WRITTEN REQUEST: Word for word, transcribe the lines below and drop the pictures.

** Begin **

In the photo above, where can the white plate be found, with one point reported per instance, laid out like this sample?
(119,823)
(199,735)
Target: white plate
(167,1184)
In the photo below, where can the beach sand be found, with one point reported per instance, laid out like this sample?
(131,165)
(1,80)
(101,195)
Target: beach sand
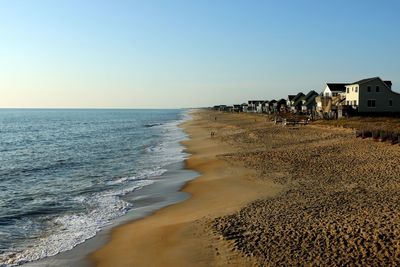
(181,234)
(270,195)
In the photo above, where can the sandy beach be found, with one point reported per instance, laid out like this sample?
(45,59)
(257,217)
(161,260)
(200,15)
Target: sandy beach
(270,195)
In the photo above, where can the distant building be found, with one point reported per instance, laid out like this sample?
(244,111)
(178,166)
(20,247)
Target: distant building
(253,104)
(308,102)
(237,108)
(334,89)
(289,100)
(296,102)
(372,95)
(245,106)
(280,105)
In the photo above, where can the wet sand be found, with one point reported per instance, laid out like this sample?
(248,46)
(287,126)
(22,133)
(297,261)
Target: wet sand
(181,235)
(271,195)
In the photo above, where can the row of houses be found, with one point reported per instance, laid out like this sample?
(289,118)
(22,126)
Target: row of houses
(367,96)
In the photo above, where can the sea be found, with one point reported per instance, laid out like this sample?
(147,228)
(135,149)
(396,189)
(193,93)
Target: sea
(66,174)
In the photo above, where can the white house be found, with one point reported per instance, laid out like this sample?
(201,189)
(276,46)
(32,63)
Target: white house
(373,95)
(334,89)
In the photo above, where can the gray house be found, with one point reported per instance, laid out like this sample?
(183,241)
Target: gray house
(308,102)
(373,95)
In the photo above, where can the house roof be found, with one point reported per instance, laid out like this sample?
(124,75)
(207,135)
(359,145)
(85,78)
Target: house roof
(298,97)
(310,94)
(291,97)
(310,100)
(281,101)
(388,83)
(337,87)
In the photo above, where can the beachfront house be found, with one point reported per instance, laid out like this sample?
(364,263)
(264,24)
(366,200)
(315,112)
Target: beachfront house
(328,102)
(280,105)
(296,102)
(308,102)
(271,106)
(334,89)
(245,106)
(237,108)
(372,96)
(289,100)
(253,104)
(261,107)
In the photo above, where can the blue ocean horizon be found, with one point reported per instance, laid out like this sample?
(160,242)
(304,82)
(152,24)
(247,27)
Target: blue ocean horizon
(65,172)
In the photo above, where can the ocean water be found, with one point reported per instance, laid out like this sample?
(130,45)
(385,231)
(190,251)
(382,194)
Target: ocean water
(64,173)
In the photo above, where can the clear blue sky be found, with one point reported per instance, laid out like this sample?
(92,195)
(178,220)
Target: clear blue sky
(143,54)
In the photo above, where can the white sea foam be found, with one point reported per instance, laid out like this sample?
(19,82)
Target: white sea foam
(102,208)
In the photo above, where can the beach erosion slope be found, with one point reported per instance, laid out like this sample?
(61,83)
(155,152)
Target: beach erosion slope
(272,196)
(181,234)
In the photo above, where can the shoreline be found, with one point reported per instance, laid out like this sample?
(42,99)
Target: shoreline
(268,196)
(165,191)
(179,235)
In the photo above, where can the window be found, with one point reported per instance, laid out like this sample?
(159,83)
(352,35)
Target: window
(371,103)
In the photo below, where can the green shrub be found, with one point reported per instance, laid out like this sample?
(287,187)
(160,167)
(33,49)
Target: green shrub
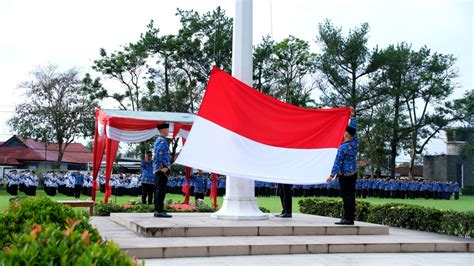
(202,206)
(50,245)
(102,209)
(398,215)
(332,208)
(24,212)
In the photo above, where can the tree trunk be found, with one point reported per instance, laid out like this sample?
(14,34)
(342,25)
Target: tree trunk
(413,153)
(167,89)
(57,165)
(395,138)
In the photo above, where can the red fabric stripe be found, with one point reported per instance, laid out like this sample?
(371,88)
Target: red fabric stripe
(259,117)
(131,124)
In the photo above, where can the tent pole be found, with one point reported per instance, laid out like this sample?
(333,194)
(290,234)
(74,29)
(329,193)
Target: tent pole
(240,202)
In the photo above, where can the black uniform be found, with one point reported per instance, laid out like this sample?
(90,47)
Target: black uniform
(286,200)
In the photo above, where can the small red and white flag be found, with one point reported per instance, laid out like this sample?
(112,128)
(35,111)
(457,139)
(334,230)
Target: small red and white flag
(244,133)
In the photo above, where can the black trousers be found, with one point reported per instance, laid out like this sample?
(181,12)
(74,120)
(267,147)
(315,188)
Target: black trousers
(347,184)
(77,191)
(286,197)
(147,191)
(160,193)
(199,195)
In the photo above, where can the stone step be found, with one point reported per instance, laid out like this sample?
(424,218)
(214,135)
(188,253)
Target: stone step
(202,225)
(399,240)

** End **

OUTPUT OF THE TASK:
In the photo above, where can the white plate be found, with one point reported per instance, laid out like this sample?
(119,823)
(199,735)
Target: white plate
(167,1184)
In the photo below, where can the beach sand be found, with one point reported per instance, laid out like this sample?
(131,165)
(1,80)
(101,195)
Target: beach sand
(181,234)
(270,195)
In the photo above, where can the sandy beach be found, with one point reported per instance, laid out like this sample?
(45,59)
(257,217)
(161,260)
(200,15)
Target: sandy beach
(270,195)
In the photo above, where can the distant building be found, with one point reported per instance, laid out like this sample?
(244,111)
(178,166)
(20,247)
Target: distant building
(253,104)
(308,102)
(237,108)
(334,89)
(289,100)
(296,102)
(372,95)
(245,106)
(280,105)
In the photo above, where can the wet sand be found, with one point reported per instance, laid out like this sample?
(248,46)
(287,126)
(22,133)
(297,261)
Target: wet sand
(181,235)
(271,195)
In the photo above, where can the row of houses be found, with one point reported per instance, laid out like this sample?
(289,118)
(22,126)
Target: row of houses
(367,96)
In the photo above, where can the sea be found, with one point reported per instance, laid out like this sample?
(147,228)
(135,149)
(396,189)
(193,93)
Target: sea
(66,174)
In the photo above, where can the white house be found, with one point reported per instance, laid out like this sample?
(201,189)
(276,46)
(32,63)
Target: white house
(373,95)
(334,89)
In the photo above, where can the gray house be found, with one point reported per instance, laid out like this sample?
(183,241)
Target: gray house
(308,102)
(373,95)
In the photo above, where can the house roof be found, with one point reported per instance, laid out like this sample?
(124,75)
(207,135)
(359,145)
(85,78)
Target: house roof
(298,97)
(310,94)
(291,97)
(310,100)
(281,101)
(388,83)
(337,87)
In the photo above, where can the beachfront house be found, with one point reported per instance, laid out like this sample?
(364,263)
(264,24)
(366,200)
(315,112)
Target: beachfront house
(328,102)
(280,105)
(296,102)
(308,102)
(271,106)
(334,89)
(245,106)
(237,108)
(372,96)
(289,100)
(253,104)
(261,107)
In the photo above, where can the blue ocean horizon be found, with one point reported per instance, laid out like this sample?
(160,242)
(304,82)
(152,24)
(247,27)
Target: blue ocean horizon
(65,172)
In the photo above, where can the ocean water be found, with one point reported per instance, laid out like this sample?
(130,45)
(385,231)
(190,251)
(382,194)
Target: ocean water
(64,173)
In the photo above, where can the clear blue sky be found, with one point reported per instance, laid out like this sample?
(92,195)
(178,220)
Target: clear blue sky
(143,54)
In the photo above, where can the white sea foam be found, with one point reported per instance, laid out like this sample?
(19,82)
Target: white sea foam
(102,208)
In the photo above, where can the beach erosion slope be found, with one point reported per instance, laid out like this sample?
(61,83)
(155,152)
Target: beach erosion slope
(272,196)
(181,234)
In the photo above, where can the shoreline be found, with one point reported per instance, laid out like this sample?
(42,99)
Target: shoreline
(268,196)
(165,191)
(179,235)
In the photo above, where can the window be found, with one point reported per instance, laid out like this sample?
(159,83)
(352,35)
Target: window
(371,103)
In the photo below, where can the green shrub be found, with one point reported per instance, laid out like this sample?
(287,187)
(160,167)
(33,49)
Target: green shrub
(202,206)
(50,245)
(102,209)
(398,215)
(332,208)
(24,212)
In the photo above, where can the tree trunk be found, with one point reported per instance, laid out like this sample?
(14,34)
(342,25)
Target: tree trunk
(413,153)
(167,89)
(57,165)
(395,138)
In the photo above, where can the red fabric stripe be found, with one point reported per instance, laid out like this sample?
(371,88)
Target: red fabric stripe
(259,117)
(131,124)
In the photo above, where can the tent pole be found, with one point reported per instance, laid out like this sample?
(333,194)
(290,234)
(74,29)
(329,193)
Target: tent pole
(240,202)
In the photo above, where can the black uniform be found, with one point reported per instance, laid out like this sample?
(90,47)
Target: black uniform
(286,200)
In the photo above, where can the small red and white flag be found, with one point reported per instance, laid out like this sample?
(112,128)
(35,111)
(457,139)
(334,230)
Target: small red and white flag
(244,133)
In the photo above, where can the black trousers be found, with one point reported per instance, laid out like this sample?
(181,12)
(74,120)
(267,147)
(315,188)
Target: black trousers
(347,184)
(77,191)
(286,197)
(147,191)
(160,193)
(199,195)
In the photo above, where can the stone step be found, with one point reported per instance, laid out like this sample?
(424,218)
(214,135)
(188,253)
Target: stone step
(202,225)
(399,240)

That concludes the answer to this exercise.